Stored entries
☆ ☆ ☆ ☆
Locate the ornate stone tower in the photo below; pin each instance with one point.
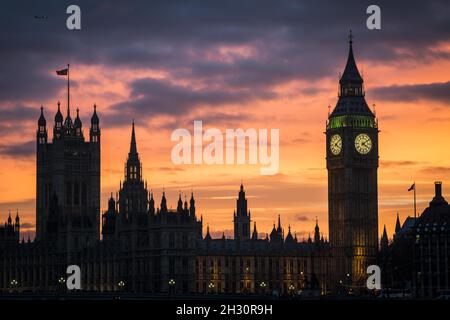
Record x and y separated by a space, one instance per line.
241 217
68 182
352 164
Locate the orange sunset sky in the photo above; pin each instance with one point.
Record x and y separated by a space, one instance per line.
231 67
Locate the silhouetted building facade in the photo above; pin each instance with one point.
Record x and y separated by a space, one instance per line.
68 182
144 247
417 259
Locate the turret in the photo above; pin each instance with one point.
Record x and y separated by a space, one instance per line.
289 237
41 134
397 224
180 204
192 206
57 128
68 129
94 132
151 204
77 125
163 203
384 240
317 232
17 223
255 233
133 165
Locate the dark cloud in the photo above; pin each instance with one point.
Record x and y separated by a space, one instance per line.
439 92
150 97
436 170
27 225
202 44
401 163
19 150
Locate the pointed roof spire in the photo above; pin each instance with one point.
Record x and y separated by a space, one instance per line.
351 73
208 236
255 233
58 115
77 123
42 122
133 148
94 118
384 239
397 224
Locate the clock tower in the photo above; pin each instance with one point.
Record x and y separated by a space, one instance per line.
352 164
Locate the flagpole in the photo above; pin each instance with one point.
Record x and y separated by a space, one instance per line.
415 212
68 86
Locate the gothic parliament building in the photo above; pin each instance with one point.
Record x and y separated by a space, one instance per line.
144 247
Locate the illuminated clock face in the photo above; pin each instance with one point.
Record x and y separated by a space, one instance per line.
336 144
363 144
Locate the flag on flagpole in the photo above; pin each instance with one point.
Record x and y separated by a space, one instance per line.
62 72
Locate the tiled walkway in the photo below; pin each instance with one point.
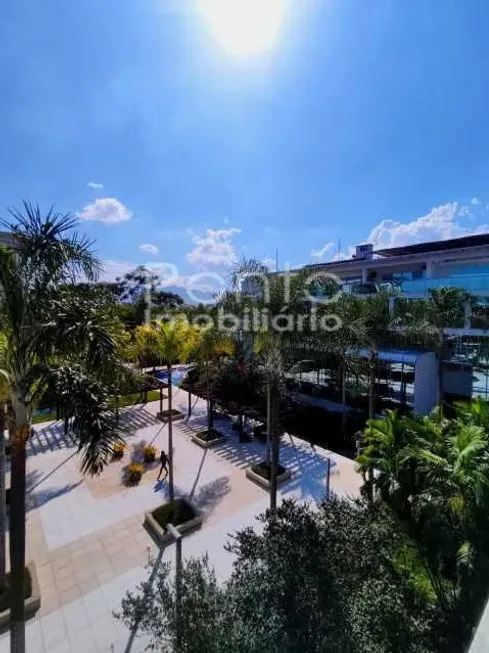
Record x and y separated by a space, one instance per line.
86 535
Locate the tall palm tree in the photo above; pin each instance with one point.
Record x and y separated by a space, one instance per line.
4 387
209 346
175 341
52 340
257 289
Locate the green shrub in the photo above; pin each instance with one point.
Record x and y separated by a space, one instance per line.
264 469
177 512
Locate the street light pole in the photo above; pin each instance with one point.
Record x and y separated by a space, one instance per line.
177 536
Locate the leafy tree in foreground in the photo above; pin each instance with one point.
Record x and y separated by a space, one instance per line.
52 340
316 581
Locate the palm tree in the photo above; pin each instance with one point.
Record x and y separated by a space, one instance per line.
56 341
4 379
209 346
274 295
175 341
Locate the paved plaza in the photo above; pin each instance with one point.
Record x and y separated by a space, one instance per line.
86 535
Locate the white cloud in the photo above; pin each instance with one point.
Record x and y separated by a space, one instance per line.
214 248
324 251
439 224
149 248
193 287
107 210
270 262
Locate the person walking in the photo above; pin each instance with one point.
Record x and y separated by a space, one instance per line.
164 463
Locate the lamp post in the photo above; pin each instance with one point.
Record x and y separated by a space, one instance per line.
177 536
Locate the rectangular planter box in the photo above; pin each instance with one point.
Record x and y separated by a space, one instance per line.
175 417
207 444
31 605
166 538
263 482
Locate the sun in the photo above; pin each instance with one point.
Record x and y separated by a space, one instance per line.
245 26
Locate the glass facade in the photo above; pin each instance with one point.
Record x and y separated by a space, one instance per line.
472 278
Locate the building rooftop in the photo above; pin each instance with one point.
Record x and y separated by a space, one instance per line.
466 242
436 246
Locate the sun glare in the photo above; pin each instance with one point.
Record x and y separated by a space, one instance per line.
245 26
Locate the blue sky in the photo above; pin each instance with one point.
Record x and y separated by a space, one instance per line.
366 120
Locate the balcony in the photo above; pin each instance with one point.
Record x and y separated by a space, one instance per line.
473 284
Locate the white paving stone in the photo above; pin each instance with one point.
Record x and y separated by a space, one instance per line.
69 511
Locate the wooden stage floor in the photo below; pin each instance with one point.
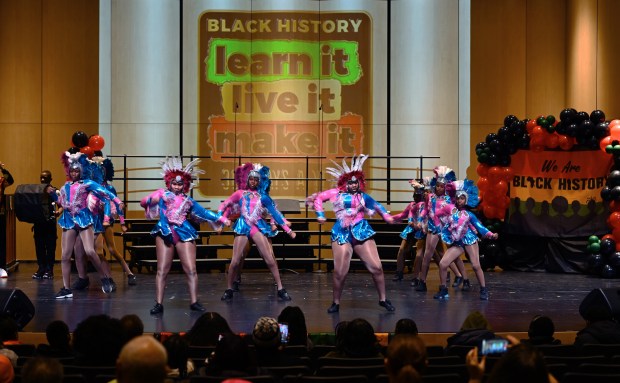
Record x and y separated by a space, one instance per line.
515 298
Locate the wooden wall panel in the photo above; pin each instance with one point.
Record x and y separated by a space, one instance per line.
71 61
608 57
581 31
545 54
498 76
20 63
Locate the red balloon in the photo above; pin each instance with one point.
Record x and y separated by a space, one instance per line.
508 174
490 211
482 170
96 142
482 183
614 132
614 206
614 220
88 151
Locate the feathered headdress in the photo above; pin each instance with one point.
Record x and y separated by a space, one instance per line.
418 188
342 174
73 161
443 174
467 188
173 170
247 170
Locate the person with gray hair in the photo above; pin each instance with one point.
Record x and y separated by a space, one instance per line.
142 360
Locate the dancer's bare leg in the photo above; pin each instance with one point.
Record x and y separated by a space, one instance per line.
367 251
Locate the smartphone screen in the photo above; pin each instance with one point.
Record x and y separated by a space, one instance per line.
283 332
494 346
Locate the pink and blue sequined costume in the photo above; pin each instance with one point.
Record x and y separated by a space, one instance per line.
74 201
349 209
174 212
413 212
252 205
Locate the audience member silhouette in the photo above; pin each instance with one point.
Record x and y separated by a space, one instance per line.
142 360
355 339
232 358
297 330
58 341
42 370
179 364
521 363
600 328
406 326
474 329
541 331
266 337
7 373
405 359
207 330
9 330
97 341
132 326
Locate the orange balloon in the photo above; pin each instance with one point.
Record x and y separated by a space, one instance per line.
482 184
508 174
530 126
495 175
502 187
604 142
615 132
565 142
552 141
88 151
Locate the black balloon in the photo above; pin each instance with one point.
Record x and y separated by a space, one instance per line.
☆ ☆ ☆ ☆
▶ _Work required_: Each line from the one containing "Locate the dancer's" through the end of the entries, both included, is to be returned exactly, with no other lines.

▶ _Reply to the exercise_:
Locate the dancer's bare leg in the photo above; pin each instance with one point.
Record x and y separated by a space, one instance per line.
367 251
Locate the smartphone screen in the photo above; pin each instance with one point.
Record x and y separated by a space, one instance per line.
283 332
494 346
Locate the pink and blue sequined costume in the photo above; pin each instance with one point.
Record x and y separated by a space, one instance per line.
74 201
349 209
174 212
413 212
252 205
Locate the audience member silhouette in the photo above; pin each instance with one point.
Record x and y separated by a space, one instance per line.
142 360
355 339
232 358
297 330
58 341
42 370
179 364
521 363
600 328
406 326
474 329
541 331
266 337
7 373
405 359
207 330
9 330
97 341
132 326
Locate the orange balloon in the photo above; pin each instance with one point.
Record x and y separated by a space, one instance per line.
482 184
508 174
530 126
495 175
502 187
604 142
615 132
565 142
552 141
88 151
Locate the black balloon in the photo above; pin each instance with one point.
Record x and y separated by a space, one instance per line.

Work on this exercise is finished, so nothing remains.